Task item ▸ After locating the line with "Practice step: locate the compound", retype it and every later line exactly, stopping at the end of the records.

Records provided ▸
_ _ _ _ _
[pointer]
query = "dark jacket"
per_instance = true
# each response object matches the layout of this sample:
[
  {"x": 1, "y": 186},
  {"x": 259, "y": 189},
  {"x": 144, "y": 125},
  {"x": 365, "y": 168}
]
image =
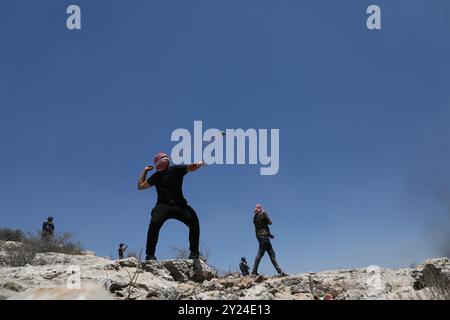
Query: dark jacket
[
  {"x": 262, "y": 221},
  {"x": 48, "y": 227}
]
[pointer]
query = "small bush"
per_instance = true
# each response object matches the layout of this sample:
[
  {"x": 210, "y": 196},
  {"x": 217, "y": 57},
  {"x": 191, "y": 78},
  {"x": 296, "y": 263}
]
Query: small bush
[
  {"x": 435, "y": 283},
  {"x": 31, "y": 245},
  {"x": 7, "y": 234}
]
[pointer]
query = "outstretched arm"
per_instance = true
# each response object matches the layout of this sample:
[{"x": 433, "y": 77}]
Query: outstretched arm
[
  {"x": 195, "y": 166},
  {"x": 142, "y": 182}
]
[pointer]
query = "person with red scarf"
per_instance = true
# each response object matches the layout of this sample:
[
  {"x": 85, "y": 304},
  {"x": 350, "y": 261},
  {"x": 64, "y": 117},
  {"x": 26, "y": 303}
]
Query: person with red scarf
[{"x": 171, "y": 204}]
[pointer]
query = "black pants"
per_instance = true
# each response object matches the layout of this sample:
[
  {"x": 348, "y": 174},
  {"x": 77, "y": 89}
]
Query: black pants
[
  {"x": 265, "y": 245},
  {"x": 161, "y": 213}
]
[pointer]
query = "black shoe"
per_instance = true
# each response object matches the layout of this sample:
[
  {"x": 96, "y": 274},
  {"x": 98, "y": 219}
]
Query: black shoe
[
  {"x": 152, "y": 257},
  {"x": 194, "y": 255}
]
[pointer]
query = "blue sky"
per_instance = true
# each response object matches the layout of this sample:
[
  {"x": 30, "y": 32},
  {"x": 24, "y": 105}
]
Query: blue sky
[{"x": 363, "y": 118}]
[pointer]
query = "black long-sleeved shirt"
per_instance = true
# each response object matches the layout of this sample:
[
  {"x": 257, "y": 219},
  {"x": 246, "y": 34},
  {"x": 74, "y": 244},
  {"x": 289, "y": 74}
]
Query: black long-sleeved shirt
[{"x": 262, "y": 221}]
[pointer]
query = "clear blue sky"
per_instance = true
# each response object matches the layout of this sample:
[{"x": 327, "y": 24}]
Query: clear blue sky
[{"x": 363, "y": 118}]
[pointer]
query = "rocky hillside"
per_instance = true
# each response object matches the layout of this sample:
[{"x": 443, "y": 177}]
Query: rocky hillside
[{"x": 87, "y": 276}]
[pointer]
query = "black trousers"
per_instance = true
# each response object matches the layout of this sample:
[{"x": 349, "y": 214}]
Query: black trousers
[
  {"x": 265, "y": 245},
  {"x": 161, "y": 213}
]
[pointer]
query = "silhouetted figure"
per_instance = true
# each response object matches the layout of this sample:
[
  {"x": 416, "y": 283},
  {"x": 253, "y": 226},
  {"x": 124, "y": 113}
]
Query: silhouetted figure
[
  {"x": 122, "y": 248},
  {"x": 48, "y": 228},
  {"x": 244, "y": 267},
  {"x": 262, "y": 221}
]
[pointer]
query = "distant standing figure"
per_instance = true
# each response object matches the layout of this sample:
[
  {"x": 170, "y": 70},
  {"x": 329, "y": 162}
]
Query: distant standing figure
[
  {"x": 262, "y": 221},
  {"x": 244, "y": 267},
  {"x": 48, "y": 228},
  {"x": 122, "y": 248}
]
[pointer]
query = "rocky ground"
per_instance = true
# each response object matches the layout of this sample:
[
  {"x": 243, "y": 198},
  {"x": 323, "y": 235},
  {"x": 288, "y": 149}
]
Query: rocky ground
[{"x": 87, "y": 276}]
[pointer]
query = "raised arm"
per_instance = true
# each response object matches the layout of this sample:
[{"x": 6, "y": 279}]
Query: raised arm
[
  {"x": 269, "y": 222},
  {"x": 195, "y": 166},
  {"x": 142, "y": 182}
]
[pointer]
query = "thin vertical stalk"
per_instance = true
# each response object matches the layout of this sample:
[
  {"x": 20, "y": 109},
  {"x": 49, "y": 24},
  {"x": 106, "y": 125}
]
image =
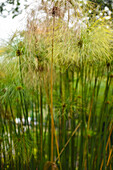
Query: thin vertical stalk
[{"x": 52, "y": 120}]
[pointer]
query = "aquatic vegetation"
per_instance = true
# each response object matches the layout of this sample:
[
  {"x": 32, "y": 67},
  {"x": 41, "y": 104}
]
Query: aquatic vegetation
[{"x": 56, "y": 93}]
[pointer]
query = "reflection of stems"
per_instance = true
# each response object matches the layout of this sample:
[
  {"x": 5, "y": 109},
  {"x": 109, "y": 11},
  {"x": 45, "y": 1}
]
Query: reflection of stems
[{"x": 26, "y": 110}]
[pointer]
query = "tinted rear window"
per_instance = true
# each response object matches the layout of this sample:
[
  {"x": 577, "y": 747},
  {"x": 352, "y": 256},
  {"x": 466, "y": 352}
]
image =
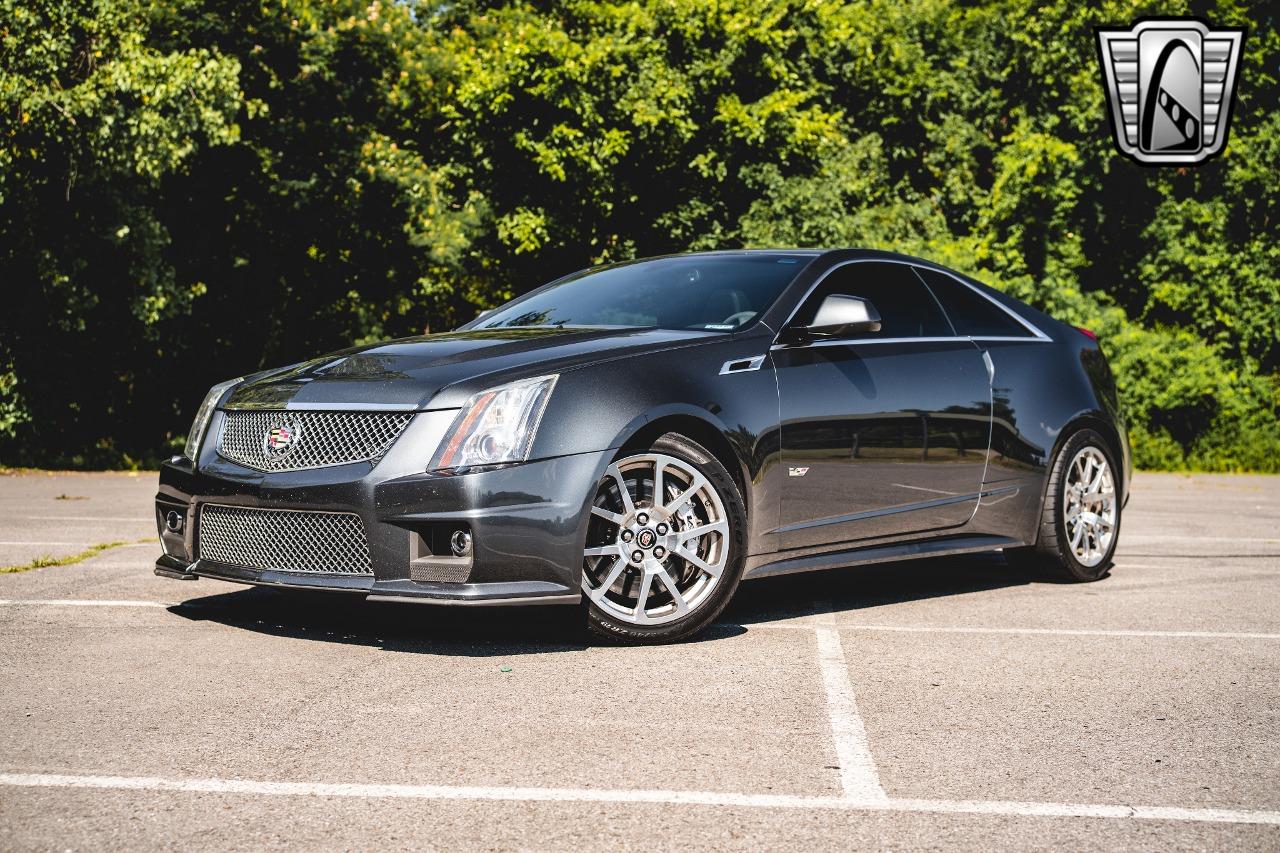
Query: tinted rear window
[{"x": 970, "y": 311}]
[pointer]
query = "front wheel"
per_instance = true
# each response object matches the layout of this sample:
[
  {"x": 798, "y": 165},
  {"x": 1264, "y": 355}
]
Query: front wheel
[
  {"x": 1080, "y": 521},
  {"x": 664, "y": 544}
]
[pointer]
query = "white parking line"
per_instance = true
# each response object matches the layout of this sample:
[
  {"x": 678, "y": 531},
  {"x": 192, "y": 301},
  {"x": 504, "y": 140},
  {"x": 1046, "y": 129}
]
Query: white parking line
[
  {"x": 136, "y": 519},
  {"x": 1054, "y": 632},
  {"x": 858, "y": 775},
  {"x": 640, "y": 796},
  {"x": 1155, "y": 537},
  {"x": 81, "y": 602},
  {"x": 824, "y": 625},
  {"x": 81, "y": 544}
]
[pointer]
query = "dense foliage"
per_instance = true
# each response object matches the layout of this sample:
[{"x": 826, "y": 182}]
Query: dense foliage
[{"x": 196, "y": 188}]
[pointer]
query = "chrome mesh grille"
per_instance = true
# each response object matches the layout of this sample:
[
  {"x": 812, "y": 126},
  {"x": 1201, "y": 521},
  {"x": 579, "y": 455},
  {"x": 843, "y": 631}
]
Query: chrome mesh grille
[
  {"x": 324, "y": 543},
  {"x": 318, "y": 438}
]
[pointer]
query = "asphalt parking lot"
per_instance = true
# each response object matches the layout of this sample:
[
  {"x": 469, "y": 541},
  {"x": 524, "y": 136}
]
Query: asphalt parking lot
[{"x": 950, "y": 702}]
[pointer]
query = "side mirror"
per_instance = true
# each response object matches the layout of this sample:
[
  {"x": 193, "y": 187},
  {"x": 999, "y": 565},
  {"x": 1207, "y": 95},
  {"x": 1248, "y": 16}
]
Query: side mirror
[{"x": 840, "y": 314}]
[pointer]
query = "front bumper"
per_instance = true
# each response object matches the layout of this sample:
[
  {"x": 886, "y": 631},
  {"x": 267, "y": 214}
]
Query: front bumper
[{"x": 528, "y": 521}]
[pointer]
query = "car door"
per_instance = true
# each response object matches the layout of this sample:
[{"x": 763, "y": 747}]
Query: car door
[{"x": 883, "y": 433}]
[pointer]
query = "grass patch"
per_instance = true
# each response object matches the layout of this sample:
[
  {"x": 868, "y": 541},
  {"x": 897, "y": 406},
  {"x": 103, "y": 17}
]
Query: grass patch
[{"x": 44, "y": 561}]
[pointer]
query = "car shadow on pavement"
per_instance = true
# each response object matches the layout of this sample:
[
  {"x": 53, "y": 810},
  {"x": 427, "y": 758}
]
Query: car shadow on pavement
[
  {"x": 504, "y": 632},
  {"x": 876, "y": 585}
]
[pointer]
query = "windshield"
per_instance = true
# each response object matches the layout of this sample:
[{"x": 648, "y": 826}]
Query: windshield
[{"x": 707, "y": 292}]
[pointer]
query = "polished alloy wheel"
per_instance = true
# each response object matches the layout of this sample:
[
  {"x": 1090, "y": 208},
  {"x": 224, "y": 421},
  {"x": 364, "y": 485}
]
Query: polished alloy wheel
[
  {"x": 658, "y": 541},
  {"x": 1089, "y": 506}
]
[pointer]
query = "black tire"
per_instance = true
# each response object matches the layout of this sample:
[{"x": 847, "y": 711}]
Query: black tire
[
  {"x": 602, "y": 624},
  {"x": 1052, "y": 555}
]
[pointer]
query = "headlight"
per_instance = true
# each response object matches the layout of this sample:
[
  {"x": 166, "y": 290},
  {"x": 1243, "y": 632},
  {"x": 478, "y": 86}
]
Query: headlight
[
  {"x": 497, "y": 425},
  {"x": 204, "y": 414}
]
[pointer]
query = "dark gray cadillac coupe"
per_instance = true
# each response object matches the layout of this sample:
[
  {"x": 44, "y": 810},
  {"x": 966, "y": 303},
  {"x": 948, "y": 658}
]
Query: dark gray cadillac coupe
[{"x": 639, "y": 438}]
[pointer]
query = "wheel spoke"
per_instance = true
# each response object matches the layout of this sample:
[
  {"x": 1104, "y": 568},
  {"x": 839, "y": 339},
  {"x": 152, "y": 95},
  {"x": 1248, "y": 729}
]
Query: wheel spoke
[
  {"x": 673, "y": 503},
  {"x": 714, "y": 527},
  {"x": 685, "y": 553},
  {"x": 643, "y": 597},
  {"x": 676, "y": 596}
]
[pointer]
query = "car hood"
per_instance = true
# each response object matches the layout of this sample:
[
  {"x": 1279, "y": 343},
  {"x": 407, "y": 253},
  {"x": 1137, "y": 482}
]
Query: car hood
[{"x": 442, "y": 370}]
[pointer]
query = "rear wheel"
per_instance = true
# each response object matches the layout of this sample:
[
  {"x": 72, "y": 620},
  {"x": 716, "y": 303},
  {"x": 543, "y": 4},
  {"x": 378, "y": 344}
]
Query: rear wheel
[
  {"x": 1080, "y": 521},
  {"x": 664, "y": 543}
]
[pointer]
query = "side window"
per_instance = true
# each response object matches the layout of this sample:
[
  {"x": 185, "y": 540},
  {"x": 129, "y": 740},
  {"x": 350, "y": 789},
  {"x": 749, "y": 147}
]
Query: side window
[
  {"x": 970, "y": 311},
  {"x": 906, "y": 308}
]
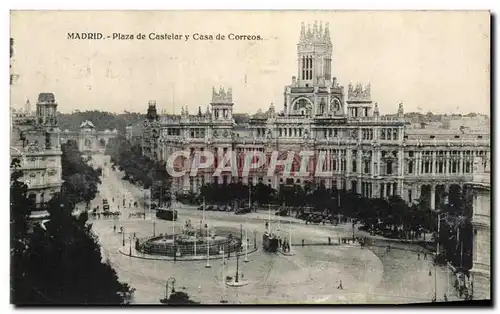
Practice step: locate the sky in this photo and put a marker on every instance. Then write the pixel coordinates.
(429, 60)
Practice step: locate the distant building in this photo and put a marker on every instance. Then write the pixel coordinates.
(481, 222)
(89, 139)
(35, 143)
(134, 133)
(372, 155)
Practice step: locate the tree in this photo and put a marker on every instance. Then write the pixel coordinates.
(60, 261)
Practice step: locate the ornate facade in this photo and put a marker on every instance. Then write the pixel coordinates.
(35, 143)
(89, 139)
(368, 153)
(481, 222)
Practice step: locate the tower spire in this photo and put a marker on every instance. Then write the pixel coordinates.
(302, 32)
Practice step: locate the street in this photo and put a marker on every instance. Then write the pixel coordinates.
(369, 275)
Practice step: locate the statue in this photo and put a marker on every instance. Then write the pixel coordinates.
(269, 134)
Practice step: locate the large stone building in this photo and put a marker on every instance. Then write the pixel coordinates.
(89, 139)
(35, 142)
(481, 222)
(368, 153)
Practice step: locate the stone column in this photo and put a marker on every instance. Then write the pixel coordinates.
(372, 163)
(446, 161)
(378, 161)
(461, 163)
(418, 192)
(446, 192)
(433, 196)
(400, 162)
(433, 163)
(349, 161)
(359, 161)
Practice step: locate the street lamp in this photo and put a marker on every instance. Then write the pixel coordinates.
(172, 280)
(255, 239)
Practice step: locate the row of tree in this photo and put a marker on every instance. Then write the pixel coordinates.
(140, 169)
(58, 261)
(80, 180)
(391, 217)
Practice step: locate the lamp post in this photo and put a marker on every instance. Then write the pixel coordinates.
(208, 249)
(236, 279)
(169, 280)
(246, 246)
(255, 239)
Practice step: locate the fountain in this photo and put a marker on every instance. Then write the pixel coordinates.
(191, 242)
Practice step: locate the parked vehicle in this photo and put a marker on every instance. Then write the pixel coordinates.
(166, 214)
(243, 210)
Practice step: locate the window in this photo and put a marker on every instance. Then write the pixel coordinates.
(389, 167)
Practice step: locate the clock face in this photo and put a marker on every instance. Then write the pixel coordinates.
(335, 105)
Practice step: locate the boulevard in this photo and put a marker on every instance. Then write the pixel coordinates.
(311, 275)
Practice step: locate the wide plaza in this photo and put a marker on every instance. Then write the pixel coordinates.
(313, 274)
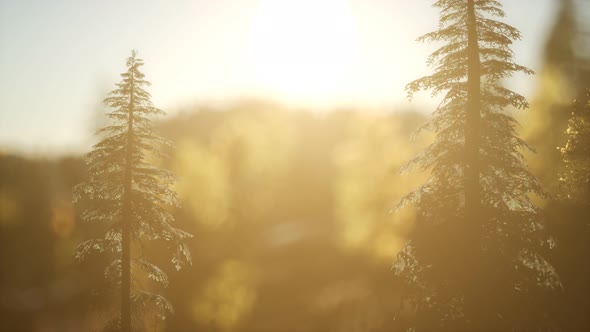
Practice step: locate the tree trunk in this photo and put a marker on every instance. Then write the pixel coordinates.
(126, 225)
(473, 212)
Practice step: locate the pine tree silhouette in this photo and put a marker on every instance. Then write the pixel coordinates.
(474, 254)
(130, 198)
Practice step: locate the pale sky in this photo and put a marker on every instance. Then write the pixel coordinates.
(58, 58)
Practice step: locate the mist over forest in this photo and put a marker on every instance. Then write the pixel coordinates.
(257, 214)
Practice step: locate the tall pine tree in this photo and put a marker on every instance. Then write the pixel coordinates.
(474, 257)
(130, 199)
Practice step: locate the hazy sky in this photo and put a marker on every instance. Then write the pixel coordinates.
(58, 58)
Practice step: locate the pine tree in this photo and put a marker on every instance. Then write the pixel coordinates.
(475, 251)
(130, 198)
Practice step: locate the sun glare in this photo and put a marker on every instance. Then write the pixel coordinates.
(303, 49)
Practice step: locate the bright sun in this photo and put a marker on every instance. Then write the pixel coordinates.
(304, 48)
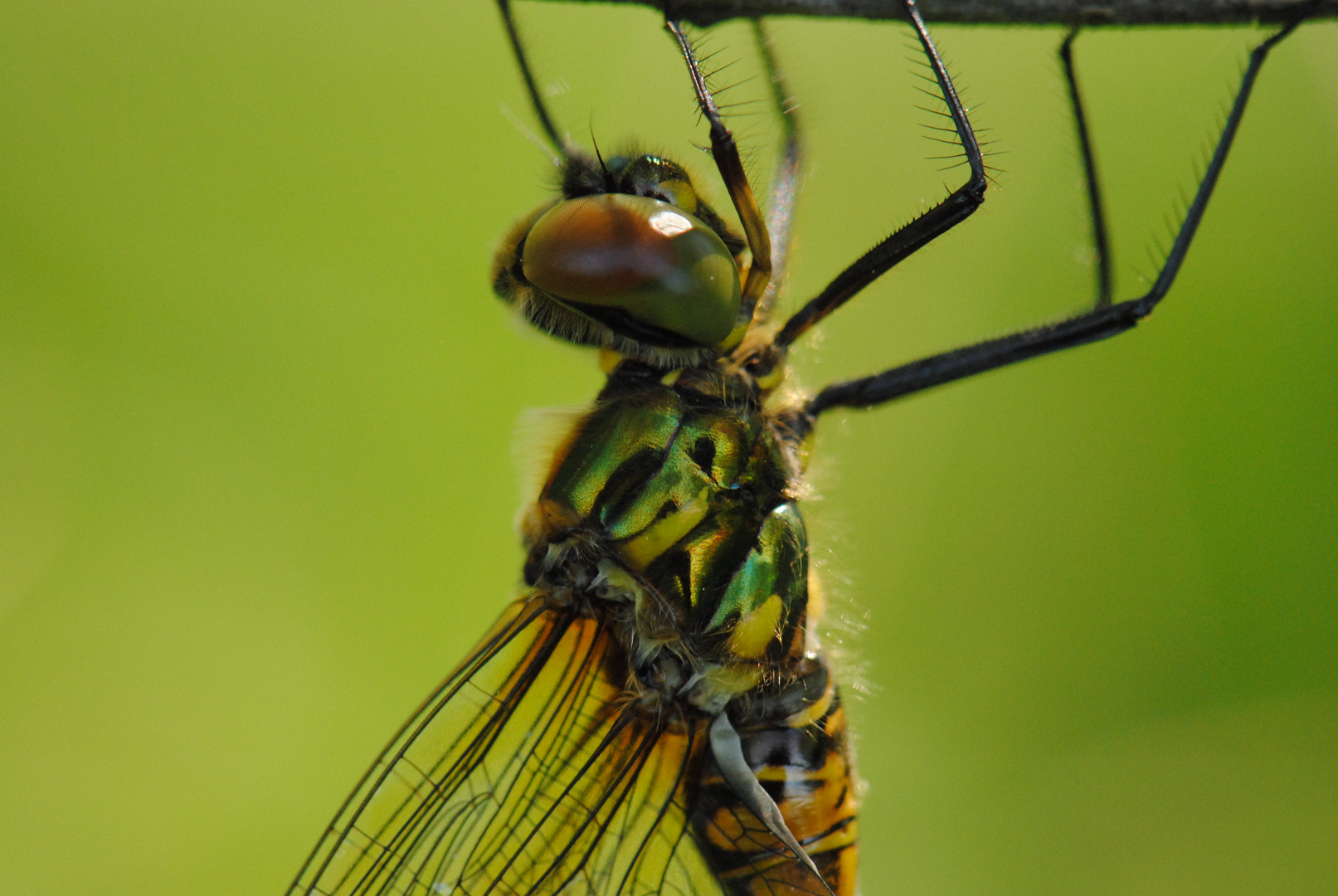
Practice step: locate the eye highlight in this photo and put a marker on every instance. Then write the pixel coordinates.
(641, 257)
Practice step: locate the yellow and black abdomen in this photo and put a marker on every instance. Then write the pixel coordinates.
(795, 743)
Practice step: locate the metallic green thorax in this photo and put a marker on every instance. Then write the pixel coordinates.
(685, 482)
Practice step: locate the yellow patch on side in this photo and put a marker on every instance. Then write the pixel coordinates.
(753, 631)
(665, 533)
(814, 712)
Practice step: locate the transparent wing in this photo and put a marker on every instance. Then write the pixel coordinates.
(526, 772)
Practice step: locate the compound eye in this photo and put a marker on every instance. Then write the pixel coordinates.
(617, 256)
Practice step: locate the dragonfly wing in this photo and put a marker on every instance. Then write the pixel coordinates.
(526, 772)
_ _ _ _ _
Solution ▸
Practice step: locate the compound eye in this photo and put a marker on every instance. Then write the pixel coordinates.
(617, 256)
Practice step: locate the dragonfly wing in this photo and put a marker on every instance. Then write the pixel coordinates.
(526, 772)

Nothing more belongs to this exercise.